» **Aim**
Copy out the whole passage on the Scottish independence referendum below word for word.

» **Excerpt to read**
□ □ □ □ □ □ □
The SNP won an overall majority at the 2011 general election to the devolved Scottish Parliament, and has claimed a mandate to hold a referendum during its four-year term of office about Scotland's constitutional relationship with the rest of the United Kingdom. 2014 - the seven hundredth anniversary of the Battle of Bannockburn in 1314, when the medieval Scottish kingdom ensured its independence from England - seemed an auspicious date for such an event. The SNP leader and Scotland's First Minister, Alex Salmond, proposed two alternatives to the current form of devolved government, established by the Scotland Act 1998. These options were full independence for Scotland from the British state or - scarcely less drastic, though presented as a modest transition - full fiscal autonomy for Scotland under the umbrella of the British state's diplomatic and military protection, what is colloquially known as 'devo-max'. In January 2012 the UK Prime Minister, David Cameron, insisted that the proposed referendum was ultra vires of the Scottish Parliament's powers according to the terms of the Scotland Act. Nevertheless, Cameron graciously conceded that the UK government would allow a two option referendum (minus devo-max), and that referendum would have to take place in 2013, not 2014. Something of an impasse followed, with Salmond insisting that he would press on with an independence referendum in 2014. Nevertheless, campaigns are being formed to contest the referendum, with the Conservatives, Labour and Liberals seemingly committed to the defence of the Union; and the SNP seemingly committed to independence. However, things are not quite as straightforward as they appear at first sight. The main defenders of the Union in the UK-wide political parties are willing to contemplate enhanced devolution within the Union; and the SNP insist that, although they want to end the political Union of 1707 between Scotland and England, they wish to retain a 'social union', something like the Union of the Crowns of 1603, with, at the very least, a shared monarch, if not also a shared sterling currency area (operating at a distance from the troubles of the eurozone), and hinting at shared welfare standards and other forms of 'social' provision.
□ □ □ □ □ □ □
» **Supplied information**
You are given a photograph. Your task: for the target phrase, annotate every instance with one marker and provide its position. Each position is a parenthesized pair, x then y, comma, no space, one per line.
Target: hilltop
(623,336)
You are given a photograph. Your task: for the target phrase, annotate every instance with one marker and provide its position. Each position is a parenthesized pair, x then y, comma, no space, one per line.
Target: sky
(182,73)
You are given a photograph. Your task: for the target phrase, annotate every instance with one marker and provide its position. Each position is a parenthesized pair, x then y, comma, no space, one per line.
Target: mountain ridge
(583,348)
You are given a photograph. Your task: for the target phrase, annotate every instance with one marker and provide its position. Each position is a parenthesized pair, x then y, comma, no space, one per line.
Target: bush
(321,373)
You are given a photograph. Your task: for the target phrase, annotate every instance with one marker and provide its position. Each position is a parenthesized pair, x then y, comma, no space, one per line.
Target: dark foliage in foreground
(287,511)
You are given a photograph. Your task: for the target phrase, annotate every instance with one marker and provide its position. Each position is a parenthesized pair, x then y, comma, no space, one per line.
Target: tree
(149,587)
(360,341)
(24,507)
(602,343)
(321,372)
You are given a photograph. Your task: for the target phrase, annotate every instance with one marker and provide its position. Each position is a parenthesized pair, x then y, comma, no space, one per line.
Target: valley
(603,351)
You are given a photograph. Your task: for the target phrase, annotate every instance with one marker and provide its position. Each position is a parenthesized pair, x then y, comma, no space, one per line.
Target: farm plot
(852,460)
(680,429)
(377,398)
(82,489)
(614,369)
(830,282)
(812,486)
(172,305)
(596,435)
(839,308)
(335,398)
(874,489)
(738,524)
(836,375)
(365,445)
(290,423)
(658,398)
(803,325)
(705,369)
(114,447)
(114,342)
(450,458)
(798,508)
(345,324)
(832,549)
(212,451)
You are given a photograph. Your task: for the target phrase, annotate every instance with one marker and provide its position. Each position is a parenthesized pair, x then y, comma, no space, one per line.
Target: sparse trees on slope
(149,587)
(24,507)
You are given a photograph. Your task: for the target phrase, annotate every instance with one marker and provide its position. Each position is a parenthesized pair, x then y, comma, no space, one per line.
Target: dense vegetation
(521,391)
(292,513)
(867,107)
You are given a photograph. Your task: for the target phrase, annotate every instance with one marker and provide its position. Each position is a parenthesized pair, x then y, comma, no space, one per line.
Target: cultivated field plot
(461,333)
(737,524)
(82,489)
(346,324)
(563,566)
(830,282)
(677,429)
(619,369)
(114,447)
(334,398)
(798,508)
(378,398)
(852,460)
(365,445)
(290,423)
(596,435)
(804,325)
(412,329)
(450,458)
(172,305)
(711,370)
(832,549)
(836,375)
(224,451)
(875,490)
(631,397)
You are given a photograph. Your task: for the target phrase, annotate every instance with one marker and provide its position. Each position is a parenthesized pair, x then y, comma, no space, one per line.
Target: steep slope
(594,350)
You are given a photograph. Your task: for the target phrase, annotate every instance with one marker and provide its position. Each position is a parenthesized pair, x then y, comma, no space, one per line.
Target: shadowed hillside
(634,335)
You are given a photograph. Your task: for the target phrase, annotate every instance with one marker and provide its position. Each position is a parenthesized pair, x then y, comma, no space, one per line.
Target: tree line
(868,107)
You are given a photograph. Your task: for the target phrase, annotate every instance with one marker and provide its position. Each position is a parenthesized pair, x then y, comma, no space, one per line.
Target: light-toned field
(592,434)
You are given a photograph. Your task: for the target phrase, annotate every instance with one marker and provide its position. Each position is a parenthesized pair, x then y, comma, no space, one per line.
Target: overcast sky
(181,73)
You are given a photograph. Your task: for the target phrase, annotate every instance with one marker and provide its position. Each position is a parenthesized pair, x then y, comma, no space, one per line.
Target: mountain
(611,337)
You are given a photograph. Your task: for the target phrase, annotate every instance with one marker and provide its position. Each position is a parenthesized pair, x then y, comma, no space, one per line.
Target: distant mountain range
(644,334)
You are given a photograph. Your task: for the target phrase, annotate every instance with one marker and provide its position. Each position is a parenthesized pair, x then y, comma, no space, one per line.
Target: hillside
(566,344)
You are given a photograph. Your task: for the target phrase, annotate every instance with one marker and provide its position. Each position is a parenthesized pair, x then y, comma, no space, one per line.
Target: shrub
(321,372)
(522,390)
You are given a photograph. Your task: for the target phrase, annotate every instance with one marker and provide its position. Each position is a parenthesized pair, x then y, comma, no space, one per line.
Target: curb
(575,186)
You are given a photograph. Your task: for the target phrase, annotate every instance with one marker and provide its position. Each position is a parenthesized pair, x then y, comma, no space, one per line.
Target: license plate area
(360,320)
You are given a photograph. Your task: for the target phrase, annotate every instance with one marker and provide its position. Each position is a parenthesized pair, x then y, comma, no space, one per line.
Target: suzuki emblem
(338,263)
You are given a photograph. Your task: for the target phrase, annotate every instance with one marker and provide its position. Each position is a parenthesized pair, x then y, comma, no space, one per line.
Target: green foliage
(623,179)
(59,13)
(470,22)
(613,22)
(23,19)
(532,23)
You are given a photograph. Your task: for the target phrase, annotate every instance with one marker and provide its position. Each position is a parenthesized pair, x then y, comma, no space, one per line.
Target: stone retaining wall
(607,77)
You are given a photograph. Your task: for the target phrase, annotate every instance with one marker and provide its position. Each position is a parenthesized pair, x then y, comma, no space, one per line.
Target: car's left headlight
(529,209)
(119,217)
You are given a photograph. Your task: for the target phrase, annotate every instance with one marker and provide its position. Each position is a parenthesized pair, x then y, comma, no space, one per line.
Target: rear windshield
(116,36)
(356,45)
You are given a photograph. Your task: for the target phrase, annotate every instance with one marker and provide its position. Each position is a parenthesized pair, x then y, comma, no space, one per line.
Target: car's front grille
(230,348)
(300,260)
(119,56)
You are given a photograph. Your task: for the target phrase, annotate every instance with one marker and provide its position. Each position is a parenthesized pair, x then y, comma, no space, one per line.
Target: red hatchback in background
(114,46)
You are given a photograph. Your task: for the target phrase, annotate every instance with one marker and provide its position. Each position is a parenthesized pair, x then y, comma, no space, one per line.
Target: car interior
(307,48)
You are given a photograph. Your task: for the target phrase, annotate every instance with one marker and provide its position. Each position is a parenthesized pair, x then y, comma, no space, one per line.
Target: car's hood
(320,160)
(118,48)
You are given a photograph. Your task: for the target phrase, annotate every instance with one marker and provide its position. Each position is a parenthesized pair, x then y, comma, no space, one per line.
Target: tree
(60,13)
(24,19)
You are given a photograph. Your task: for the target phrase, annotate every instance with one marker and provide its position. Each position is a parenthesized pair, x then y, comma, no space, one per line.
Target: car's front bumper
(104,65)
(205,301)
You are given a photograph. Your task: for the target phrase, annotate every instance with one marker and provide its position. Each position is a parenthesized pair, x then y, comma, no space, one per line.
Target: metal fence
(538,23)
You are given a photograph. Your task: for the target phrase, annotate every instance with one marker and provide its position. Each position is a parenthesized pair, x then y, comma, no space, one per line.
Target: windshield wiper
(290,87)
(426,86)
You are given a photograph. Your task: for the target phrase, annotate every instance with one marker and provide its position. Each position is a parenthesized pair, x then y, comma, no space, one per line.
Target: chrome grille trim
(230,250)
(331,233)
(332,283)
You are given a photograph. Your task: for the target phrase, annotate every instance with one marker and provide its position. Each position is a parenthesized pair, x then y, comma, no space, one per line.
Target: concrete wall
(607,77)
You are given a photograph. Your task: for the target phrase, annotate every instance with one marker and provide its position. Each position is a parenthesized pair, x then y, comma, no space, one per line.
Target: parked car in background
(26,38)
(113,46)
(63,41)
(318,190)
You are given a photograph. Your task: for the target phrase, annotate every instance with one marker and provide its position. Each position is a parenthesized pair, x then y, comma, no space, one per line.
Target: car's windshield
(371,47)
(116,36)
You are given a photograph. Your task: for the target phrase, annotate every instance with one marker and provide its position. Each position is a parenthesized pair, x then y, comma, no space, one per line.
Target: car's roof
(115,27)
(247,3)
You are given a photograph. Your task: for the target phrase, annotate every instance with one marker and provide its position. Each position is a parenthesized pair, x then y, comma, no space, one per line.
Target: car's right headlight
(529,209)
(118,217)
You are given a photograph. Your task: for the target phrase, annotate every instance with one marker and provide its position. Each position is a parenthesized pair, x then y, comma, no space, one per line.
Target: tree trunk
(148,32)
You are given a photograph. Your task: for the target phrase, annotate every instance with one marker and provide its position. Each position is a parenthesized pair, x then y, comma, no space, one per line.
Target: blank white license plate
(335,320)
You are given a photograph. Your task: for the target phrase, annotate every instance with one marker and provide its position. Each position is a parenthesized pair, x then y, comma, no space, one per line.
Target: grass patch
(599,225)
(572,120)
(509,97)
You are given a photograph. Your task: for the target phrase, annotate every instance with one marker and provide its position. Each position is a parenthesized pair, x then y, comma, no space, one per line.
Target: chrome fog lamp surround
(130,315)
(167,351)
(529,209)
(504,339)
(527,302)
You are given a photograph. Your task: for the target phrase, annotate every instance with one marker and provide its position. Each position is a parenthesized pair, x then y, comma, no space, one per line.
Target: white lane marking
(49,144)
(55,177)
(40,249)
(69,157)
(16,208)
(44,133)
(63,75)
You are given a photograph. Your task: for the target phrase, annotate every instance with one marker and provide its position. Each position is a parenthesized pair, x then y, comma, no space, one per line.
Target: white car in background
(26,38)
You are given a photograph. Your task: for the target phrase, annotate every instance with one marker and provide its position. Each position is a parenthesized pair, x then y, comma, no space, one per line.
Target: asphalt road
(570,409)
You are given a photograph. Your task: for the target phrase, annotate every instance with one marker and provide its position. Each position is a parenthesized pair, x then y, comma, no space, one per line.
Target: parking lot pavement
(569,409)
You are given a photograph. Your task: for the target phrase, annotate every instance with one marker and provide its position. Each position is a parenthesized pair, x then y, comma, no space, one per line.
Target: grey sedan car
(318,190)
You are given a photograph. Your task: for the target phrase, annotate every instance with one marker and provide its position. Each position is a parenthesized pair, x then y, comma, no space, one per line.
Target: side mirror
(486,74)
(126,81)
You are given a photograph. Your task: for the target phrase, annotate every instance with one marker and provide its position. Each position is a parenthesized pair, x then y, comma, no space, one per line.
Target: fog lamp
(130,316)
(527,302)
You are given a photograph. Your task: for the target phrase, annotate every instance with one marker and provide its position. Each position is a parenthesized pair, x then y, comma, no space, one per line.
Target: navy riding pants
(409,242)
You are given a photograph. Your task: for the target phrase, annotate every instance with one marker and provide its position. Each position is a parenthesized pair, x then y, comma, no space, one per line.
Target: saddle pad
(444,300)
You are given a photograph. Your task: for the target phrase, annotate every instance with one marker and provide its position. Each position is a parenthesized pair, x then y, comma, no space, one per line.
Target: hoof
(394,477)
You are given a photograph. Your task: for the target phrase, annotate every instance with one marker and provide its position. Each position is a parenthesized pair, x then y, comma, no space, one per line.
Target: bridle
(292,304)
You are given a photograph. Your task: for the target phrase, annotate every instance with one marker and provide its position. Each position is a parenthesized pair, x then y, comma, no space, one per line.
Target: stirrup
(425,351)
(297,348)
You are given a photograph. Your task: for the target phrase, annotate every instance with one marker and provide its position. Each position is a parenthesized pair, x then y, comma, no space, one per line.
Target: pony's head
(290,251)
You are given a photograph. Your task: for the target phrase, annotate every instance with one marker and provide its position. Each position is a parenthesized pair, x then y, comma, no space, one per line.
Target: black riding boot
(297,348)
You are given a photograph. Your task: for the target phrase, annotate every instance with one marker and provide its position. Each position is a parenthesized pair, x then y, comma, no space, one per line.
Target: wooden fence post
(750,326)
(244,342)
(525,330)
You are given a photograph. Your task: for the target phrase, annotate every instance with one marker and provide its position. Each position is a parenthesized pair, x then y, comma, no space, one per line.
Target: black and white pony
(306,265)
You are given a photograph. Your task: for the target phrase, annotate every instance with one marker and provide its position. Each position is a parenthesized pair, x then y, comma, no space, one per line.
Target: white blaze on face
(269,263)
□ □ □ □ □ □ □
» **Solution**
The SNP won an overall majority at the 2011 general election to the devolved Scottish Parliament, and has claimed a mandate to hold a referendum during its four-year term of office about Scotland's constitutional relationship with the rest of the United Kingdom. 2014 - the seven hundredth anniversary of the Battle of Bannockburn in 1314, when the medieval Scottish kingdom ensured its independence from England - seemed an auspicious date for such an event. The SNP leader and Scotland's First Minister, Alex Salmond, proposed two alternatives to the current form of devolved government, established by the Scotland Act 1998. These options were full independence for Scotland from the British state or - scarcely less drastic, though presented as a modest transition - full fiscal autonomy for Scotland under the umbrella of the British state's diplomatic and military protection, what is colloquially known as 'devo-max'. In January 2012 the UK Prime Minister, David Cameron, insisted that the proposed referendum was ultra vires of the Scottish Parliament's powers according to the terms of the Scotland Act. Nevertheless, Cameron graciously conceded that the UK government would allow a two option referendum (minus devo-max), and that referendum would have to take place in 2013, not 2014. Something of an impasse followed, with Salmond insisting that he would press on with an independence referendum in 2014. Nevertheless, campaigns are being formed to contest the referendum, with the Conservatives, Labour and Liberals seemingly committed to the defence of the Union; and the SNP seemingly committed to independence. However, things are not quite as straightforward as they appear at first sight. The main defenders of the Union in the UK-wide political parties are willing to contemplate enhanced devolution within the Union; and the SNP insist that, although they want to end the political Union of 1707 between Scotland and England, they wish to retain a 'social union', something like the Union of the Crowns of 1603, with, at the very least, a shared monarch, if not also a shared sterling currency area (operating at a distance from the troubles of the eurozone), and hinting at shared welfare standards and other forms of 'social' provision.